Water has tremendous value — people, crops, industry, and the environment all rely on this limited resource. In the arid and semi-arid West, the value of water is even more pronounced, rising precipitously in times of drought and scarcity. Climate change models project increased rates of evapotranspiration throughout the West, more severe droughts, and reduced runoff in the Colorado River. Accordingly, the value of water in the Southwest will continue to rise.

In 2005, power plants in six states — Arizona, Colorado, Nevada, New Mexico, Utah, and Wyoming — consumed an estimated 395,000 acre-feet (AF) of water. These plants impact our region’s rivers and aquifers, and tie up water that could meet growing urban, agricultural, or environmental needs.

Electric utilities’ choices can have vastly different impacts on water resources. A wet-cooled coal plant, for example, typically uses three times as much water as a combined-cycle gas plant; wind turbines, solar photovoltaic panels, and energy efficiency use no water; and employing dry cooling in a thermoelectric power plant can reduce water use by 90%. Yet most electric utilities and regulators do not adequately consider water in their future resource plans. Electric utilities typically appropriate or purchase water rights for new thermoelectric power plants, but the cost of these water rights does not reflect the opportunity cost of water use over the life of the power plant — 40 to 50 years or longer.

*DATASET EXTRACT*:
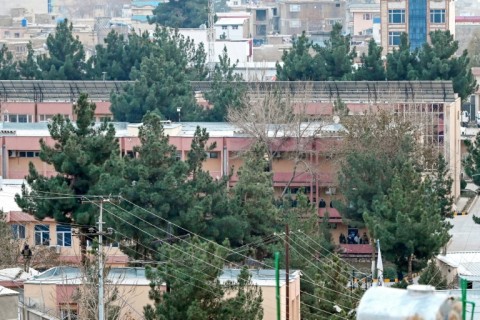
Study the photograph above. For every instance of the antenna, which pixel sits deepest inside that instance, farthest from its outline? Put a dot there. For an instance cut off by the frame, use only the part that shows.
(211, 36)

*CHALLENGES*:
**A.** Reproduce the passage on water use by power plants, starting with "Water has tremendous" and going on through "or environmental needs.".
**B.** Answer these questions from the passage on water use by power plants:
(i) In what year did power plants in the six named states consume an estimated 395,000 acre-feet of water?
(ii) How many times as much water does a wet-cooled coal plant typically use compared with a combined-cycle gas plant?
(iii) By what percentage can dry cooling in a thermoelectric power plant reduce water use?
**C.** Translate this sentence from the passage on water use by power plants into Spanish: "Yet most electric utilities and regulators do not adequately consider water in their future resource plans."

*ANSWERS BY TASK*:
**A.**
Water has tremendous value — people, crops, industry, and the environment all rely on this limited resource. In the arid and semi-arid West, the value of water is even more pronounced, rising precipitously in times of drought and scarcity. Climate change models project increased rates of evapotranspiration throughout the West, more severe droughts, and reduced runoff in the Colorado River. Accordingly, the value of water in the Southwest will continue to rise.

In 2005, power plants in six states — Arizona, Colorado, Nevada, New Mexico, Utah, and Wyoming — consumed an estimated 395,000 acre-feet (AF) of water. These plants impact our region’s rivers and aquifers, and tie up water that could meet growing urban, agricultural, or environmental needs.

**B.**
(i) 2005
(ii) Three times as much
(iii) 90%

**C.** Sin embargo, la mayoría de las empresas eléctricas y de los organismos reguladores no tienen en cuenta adecuadamente el agua en sus planes de recursos futuros.